練習問題 a
下に示す本文で、かぎかっこ「」で囲まれている語句を、重複を除いてすべて挙げてください。

秋に収穫されない野生のニンジンは、冬のあいだにデンプンを分解して凝固点降下を起こします。そうして、溜めた栄養分をつかって翌春に芽をだすのです。野生のニンジンはそうして生きています。彼らは死なないために甘くなるのです。そのしくみを応用して栽培されている「ふかうら雪人参」という青森県産のニンジンがあります。冬に雪の中から収穫するこの甘いニンジンは、リンゴほどの糖度があるようです。
冬といえば鍋。鍋の冬野菜がおいしいのも凝固点降下の影響です。畑で栽培されるネギやハクサイも凍え死にしたくないので、ブドウ糖を体内にたくさん溜めるのです。
冬野菜がおいしいのは、植物が死なないためのくふうで、私たちはその恩恵にあずかっているのです。これから鍋を食べるときは、「よくがんばったな」と野菜たちへのねぎらいの気持ちを忘れずに残さず食べてあげてください。(笑)
飢饉を引き起こした「やませ」の冷気
お米は受粉によってできる作物ですから、冷気にさらされて異常な減数分裂が起こると、お米は実りません。東北地方では、イネの花の減数分裂のはじまる6月ころに「やませ」が吹きます。やませは、飢饉を起こす原因になりました。江戸時代は米中心の経済ですから、熱帯性のイネを東北でもむりやり育てていたそうです。低温耐性をそなえた品種が開発されていたのですが、それでも打ち勝てないほどのやませにさらされて、「天明の飢饉」などを引き起こしました。植物の生態から日本史をひもとくこともできるのです。
つぎに、高山植物にとってとくに大きな要因となる「風」について考えましょう。高い場所ほど風は強くなります。風の強い日本の高山では、樹木は上に伸びれば伸びるほど強い風を受けますから、幹や枝を横に伸ばしテーブル状になることで強風に耐えやすくなります。風速10メートル毎秒を超えると、風の抵抗に負けて、芽を出すことができず、枝は成長できなくなります。すると、樹型に変化が起こる。
こうした現象は、富士山のカラマツに見られます。一合めに育つカラマツは直立木です。(図9右)森林組合が植林や間伐などの管理をし、生長すれば伐採し、木材として出荷されています。
登山客が歩いて登りはじめる六合め、2500メートル付近になるとカラマツはこんなかたち。(図9中央)かっこいいでしょう。富士山は風の方向は一定で、つねに上から下に吹いています。すると、強い風の吹き降りる斜面側には枝が出ないのです。上に伸びることはあきらめていないけれども、片側は枝を伸ばすことができなくなった。これを旗状樹型といいます。

一覧

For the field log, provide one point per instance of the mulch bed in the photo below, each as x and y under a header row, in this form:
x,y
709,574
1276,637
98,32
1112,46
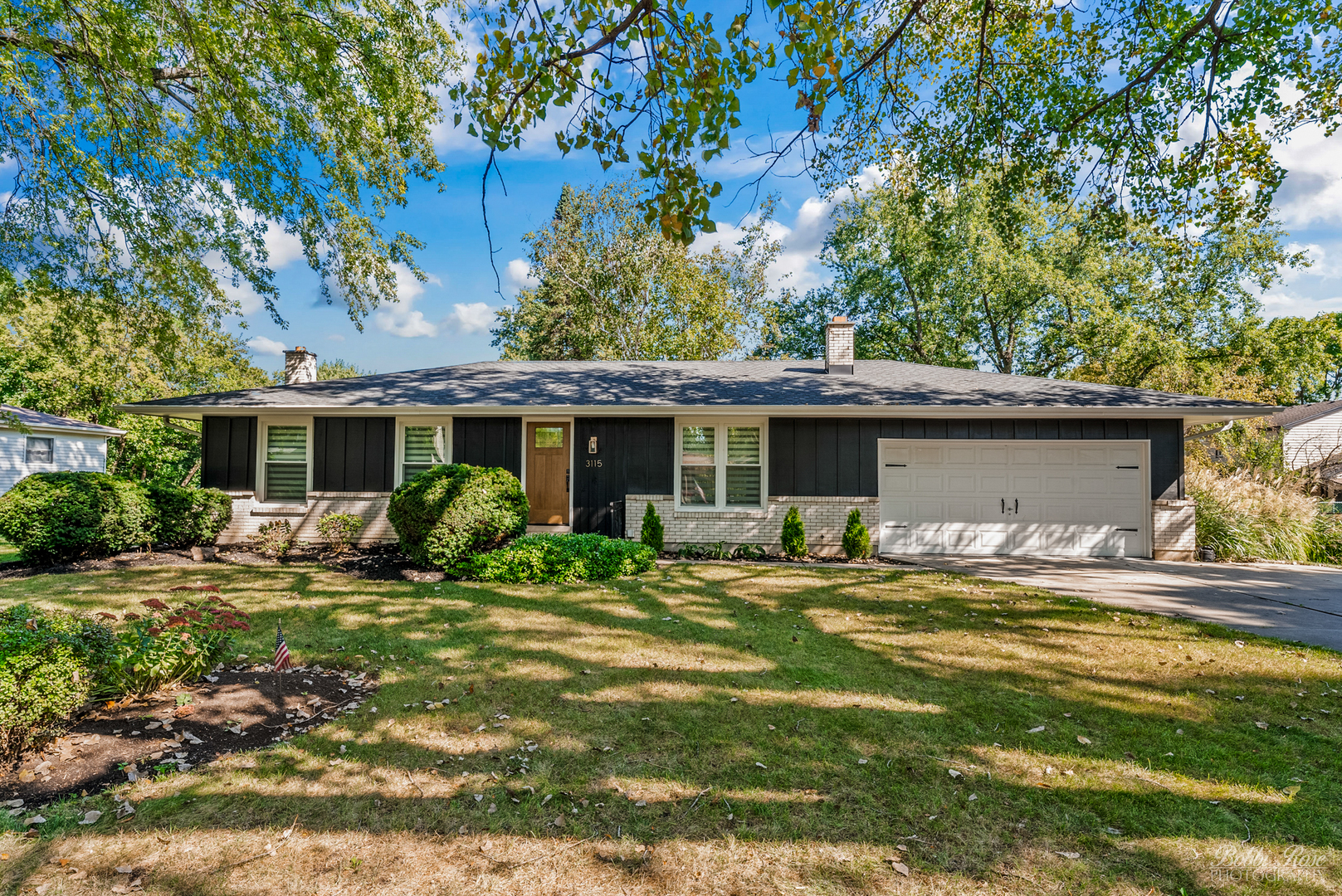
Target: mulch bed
x,y
241,709
378,562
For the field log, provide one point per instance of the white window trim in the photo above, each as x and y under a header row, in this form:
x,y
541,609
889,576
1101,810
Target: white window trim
x,y
263,426
402,423
41,463
720,441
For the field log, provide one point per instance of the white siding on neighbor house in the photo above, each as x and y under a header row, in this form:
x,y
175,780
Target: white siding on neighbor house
x,y
1313,441
70,452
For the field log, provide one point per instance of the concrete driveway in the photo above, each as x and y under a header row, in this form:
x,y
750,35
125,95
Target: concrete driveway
x,y
1291,602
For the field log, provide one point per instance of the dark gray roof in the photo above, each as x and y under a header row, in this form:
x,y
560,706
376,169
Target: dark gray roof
x,y
35,419
682,384
1300,413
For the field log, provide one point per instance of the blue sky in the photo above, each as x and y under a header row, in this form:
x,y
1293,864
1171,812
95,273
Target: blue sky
x,y
446,319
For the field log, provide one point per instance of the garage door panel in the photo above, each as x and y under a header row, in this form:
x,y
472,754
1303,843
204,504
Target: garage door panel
x,y
1015,499
961,455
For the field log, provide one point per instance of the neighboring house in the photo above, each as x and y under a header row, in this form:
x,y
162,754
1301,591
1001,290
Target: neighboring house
x,y
1311,436
937,459
52,444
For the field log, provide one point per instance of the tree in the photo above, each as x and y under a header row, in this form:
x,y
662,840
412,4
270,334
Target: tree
x,y
1163,108
154,144
612,287
998,274
49,367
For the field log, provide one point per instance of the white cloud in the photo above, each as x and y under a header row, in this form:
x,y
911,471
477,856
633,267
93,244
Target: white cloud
x,y
476,317
517,275
261,345
1313,188
798,263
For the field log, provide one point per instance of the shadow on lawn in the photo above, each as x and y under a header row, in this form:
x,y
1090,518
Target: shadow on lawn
x,y
827,668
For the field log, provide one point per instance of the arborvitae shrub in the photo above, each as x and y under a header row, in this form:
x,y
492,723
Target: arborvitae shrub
x,y
856,539
654,533
793,534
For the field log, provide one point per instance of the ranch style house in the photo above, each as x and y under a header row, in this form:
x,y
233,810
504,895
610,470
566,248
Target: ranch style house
x,y
939,460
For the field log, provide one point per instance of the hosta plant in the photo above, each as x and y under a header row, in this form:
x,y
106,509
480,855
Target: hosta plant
x,y
167,645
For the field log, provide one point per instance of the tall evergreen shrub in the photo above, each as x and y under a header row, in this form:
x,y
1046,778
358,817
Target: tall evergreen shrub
x,y
793,534
654,533
856,539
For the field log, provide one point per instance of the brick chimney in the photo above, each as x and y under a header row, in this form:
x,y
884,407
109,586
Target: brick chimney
x,y
300,367
839,346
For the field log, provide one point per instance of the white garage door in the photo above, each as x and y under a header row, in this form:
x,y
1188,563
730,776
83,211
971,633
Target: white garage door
x,y
1046,498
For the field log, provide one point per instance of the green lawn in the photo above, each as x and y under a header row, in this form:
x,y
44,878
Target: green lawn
x,y
761,728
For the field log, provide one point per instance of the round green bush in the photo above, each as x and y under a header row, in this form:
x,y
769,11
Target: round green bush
x,y
49,665
560,558
185,517
63,517
447,514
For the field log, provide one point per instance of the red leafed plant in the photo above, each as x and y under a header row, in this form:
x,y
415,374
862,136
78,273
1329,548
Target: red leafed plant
x,y
168,645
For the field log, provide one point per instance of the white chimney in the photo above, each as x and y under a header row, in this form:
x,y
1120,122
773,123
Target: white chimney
x,y
300,367
839,348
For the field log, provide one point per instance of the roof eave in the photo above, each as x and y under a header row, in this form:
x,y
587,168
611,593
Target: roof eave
x,y
1191,413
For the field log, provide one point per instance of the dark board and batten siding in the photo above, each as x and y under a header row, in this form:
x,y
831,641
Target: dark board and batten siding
x,y
354,454
826,456
635,459
228,454
489,441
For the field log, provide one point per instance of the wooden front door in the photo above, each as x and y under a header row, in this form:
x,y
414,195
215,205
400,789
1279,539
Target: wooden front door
x,y
548,472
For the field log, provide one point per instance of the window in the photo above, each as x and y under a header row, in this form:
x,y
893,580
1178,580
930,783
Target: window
x,y
286,463
424,447
718,471
549,437
41,451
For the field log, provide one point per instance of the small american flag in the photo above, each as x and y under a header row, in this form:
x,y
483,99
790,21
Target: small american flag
x,y
281,650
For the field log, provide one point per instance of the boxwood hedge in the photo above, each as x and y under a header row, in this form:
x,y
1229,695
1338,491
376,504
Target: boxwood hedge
x,y
560,558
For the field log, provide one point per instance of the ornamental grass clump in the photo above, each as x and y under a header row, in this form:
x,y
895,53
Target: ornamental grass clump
x,y
1242,518
50,661
167,645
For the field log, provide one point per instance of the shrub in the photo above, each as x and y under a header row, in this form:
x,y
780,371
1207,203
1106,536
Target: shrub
x,y
749,552
63,517
793,534
654,534
169,645
49,665
185,517
450,514
560,558
339,528
273,538
856,539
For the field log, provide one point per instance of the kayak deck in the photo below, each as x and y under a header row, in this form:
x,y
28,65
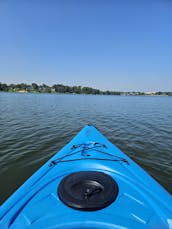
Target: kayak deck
x,y
140,202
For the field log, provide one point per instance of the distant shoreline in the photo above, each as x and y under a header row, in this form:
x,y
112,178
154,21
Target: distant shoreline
x,y
64,89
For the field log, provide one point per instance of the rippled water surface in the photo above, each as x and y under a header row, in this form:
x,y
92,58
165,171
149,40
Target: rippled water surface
x,y
33,127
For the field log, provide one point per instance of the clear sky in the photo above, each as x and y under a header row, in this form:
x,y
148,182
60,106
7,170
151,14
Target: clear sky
x,y
112,44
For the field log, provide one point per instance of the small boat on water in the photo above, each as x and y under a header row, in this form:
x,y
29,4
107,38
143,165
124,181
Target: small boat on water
x,y
88,184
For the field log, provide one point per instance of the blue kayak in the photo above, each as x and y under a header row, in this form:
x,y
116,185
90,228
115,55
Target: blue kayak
x,y
88,184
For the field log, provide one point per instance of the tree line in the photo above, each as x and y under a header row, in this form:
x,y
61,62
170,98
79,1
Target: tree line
x,y
60,88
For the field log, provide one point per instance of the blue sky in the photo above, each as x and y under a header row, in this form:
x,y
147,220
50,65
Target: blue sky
x,y
112,44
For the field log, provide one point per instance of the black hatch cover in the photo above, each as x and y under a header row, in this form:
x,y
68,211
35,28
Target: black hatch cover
x,y
88,190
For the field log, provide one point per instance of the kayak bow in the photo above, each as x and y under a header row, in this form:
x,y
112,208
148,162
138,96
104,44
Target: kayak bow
x,y
88,184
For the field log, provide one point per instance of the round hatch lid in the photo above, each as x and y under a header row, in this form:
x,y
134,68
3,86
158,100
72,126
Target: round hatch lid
x,y
87,190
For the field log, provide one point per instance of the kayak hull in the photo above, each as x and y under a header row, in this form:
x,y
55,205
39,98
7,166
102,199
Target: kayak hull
x,y
140,202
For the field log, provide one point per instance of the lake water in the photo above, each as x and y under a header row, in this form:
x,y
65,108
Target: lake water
x,y
33,127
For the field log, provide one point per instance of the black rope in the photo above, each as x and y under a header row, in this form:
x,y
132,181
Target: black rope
x,y
85,147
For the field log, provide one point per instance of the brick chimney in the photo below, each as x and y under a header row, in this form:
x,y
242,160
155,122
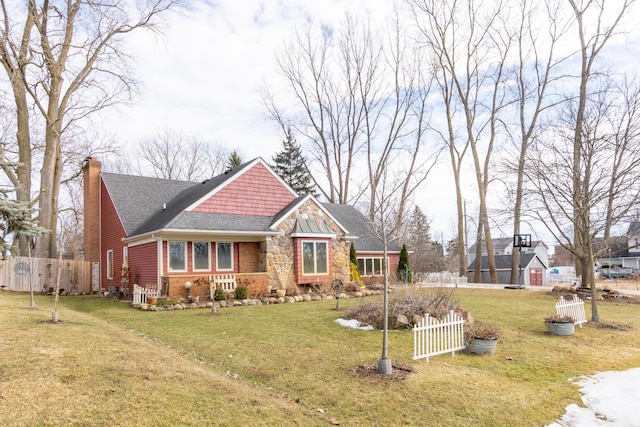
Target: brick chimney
x,y
91,169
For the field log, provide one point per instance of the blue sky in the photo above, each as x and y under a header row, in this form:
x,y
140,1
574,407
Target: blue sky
x,y
205,74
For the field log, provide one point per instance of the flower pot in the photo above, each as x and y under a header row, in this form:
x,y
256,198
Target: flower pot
x,y
561,328
481,346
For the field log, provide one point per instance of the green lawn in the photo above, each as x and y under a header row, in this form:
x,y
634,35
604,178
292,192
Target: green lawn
x,y
290,364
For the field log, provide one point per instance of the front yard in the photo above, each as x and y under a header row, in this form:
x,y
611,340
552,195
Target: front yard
x,y
290,364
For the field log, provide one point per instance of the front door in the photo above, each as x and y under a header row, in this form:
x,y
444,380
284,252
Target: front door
x,y
535,276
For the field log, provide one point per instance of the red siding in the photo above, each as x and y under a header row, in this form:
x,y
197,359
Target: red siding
x,y
255,192
111,232
143,264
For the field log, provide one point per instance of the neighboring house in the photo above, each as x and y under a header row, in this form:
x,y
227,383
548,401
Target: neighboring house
x,y
247,223
533,270
534,262
624,251
504,246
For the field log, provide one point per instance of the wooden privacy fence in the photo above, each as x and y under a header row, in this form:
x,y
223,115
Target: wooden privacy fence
x,y
140,294
432,336
23,274
573,308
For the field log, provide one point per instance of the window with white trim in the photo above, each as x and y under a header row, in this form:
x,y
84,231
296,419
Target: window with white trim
x,y
314,257
110,264
224,256
371,266
201,258
177,256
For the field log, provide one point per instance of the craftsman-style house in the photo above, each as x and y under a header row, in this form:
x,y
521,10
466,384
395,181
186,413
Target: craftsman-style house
x,y
247,223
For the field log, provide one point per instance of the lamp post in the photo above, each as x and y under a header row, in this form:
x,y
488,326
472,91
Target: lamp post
x,y
187,287
521,241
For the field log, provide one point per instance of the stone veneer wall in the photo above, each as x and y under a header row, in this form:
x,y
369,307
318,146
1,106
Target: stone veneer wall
x,y
281,246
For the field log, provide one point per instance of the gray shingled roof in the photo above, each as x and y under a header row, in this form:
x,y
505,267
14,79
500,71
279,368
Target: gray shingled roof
x,y
359,225
140,201
148,204
503,262
138,198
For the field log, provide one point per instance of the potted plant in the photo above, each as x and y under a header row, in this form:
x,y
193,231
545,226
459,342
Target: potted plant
x,y
560,325
481,338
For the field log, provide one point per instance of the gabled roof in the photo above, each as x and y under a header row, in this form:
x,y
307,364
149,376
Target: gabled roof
x,y
634,229
503,262
501,243
359,225
146,205
138,198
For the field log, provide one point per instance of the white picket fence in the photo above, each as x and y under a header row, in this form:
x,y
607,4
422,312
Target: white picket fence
x,y
573,308
140,294
226,281
432,336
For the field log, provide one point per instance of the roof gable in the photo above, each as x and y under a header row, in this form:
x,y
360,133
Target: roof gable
x,y
503,262
357,224
138,198
253,189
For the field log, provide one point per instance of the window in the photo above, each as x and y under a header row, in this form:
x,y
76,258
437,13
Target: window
x,y
177,258
224,256
110,264
201,259
314,258
370,266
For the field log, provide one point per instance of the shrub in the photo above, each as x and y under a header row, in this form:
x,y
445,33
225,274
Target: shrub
x,y
485,331
219,295
241,292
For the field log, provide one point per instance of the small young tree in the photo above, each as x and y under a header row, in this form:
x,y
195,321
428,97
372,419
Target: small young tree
x,y
291,166
404,268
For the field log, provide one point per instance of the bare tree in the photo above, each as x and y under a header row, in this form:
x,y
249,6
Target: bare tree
x,y
472,43
361,99
535,72
174,155
609,165
65,62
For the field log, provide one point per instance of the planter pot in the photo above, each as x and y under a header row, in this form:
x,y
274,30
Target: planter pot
x,y
561,328
481,346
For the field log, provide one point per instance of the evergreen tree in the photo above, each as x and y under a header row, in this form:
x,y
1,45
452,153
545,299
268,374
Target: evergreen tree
x,y
427,255
15,218
234,161
355,274
290,165
404,268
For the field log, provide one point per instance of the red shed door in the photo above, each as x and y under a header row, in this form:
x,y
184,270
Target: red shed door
x,y
535,276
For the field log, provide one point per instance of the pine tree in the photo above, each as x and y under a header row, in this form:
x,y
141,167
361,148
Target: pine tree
x,y
404,269
427,255
290,165
234,161
15,218
355,274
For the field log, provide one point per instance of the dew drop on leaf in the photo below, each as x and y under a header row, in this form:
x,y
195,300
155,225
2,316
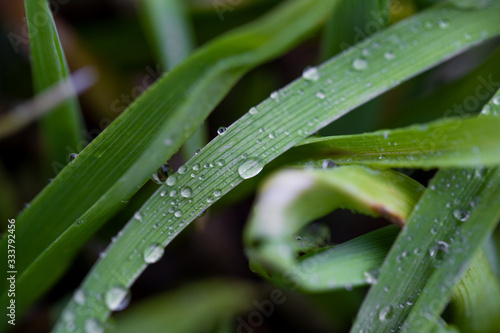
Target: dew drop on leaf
x,y
117,298
250,168
186,192
161,175
92,325
310,74
360,64
153,253
221,130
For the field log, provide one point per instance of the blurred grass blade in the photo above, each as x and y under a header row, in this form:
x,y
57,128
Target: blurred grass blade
x,y
274,126
476,300
454,142
168,30
171,35
344,29
61,128
451,222
45,101
207,302
119,161
291,199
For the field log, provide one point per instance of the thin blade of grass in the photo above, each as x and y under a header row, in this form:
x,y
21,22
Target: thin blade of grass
x,y
452,220
291,114
445,143
49,67
119,161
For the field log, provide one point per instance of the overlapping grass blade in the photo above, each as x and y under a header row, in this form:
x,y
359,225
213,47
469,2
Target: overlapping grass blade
x,y
454,142
448,226
120,160
277,124
208,303
476,298
291,199
48,68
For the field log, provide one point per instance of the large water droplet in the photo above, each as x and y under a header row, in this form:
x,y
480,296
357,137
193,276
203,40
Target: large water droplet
x,y
360,64
311,74
153,253
117,298
161,175
250,168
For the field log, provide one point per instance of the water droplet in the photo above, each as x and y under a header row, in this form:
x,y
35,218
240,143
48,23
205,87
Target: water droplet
x,y
461,214
138,216
360,64
389,55
72,157
310,74
386,313
117,298
439,250
328,164
153,253
161,175
443,24
79,296
186,192
221,130
250,168
93,326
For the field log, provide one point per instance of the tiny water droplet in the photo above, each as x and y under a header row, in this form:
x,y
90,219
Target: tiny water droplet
x,y
221,130
153,253
320,95
360,64
186,192
310,74
389,55
79,296
461,214
72,157
93,326
117,298
138,216
328,164
386,313
250,168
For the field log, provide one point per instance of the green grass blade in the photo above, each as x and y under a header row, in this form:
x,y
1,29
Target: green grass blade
x,y
48,68
291,199
171,35
291,114
454,217
168,30
445,143
344,30
111,169
207,302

練習問題 b
上の一覧から、「blurred」という語を含む行をすべて報告してください。

解答 a
「ふかうら雪人参」
「よくがんばったな」
「やませ」
「天明の飢饉」
「風」

解答 b
For the field log, provide one point per instance of the blurred grass blade in the photo above, each as x and y under a header row, in this form:
Target: blurred grass blade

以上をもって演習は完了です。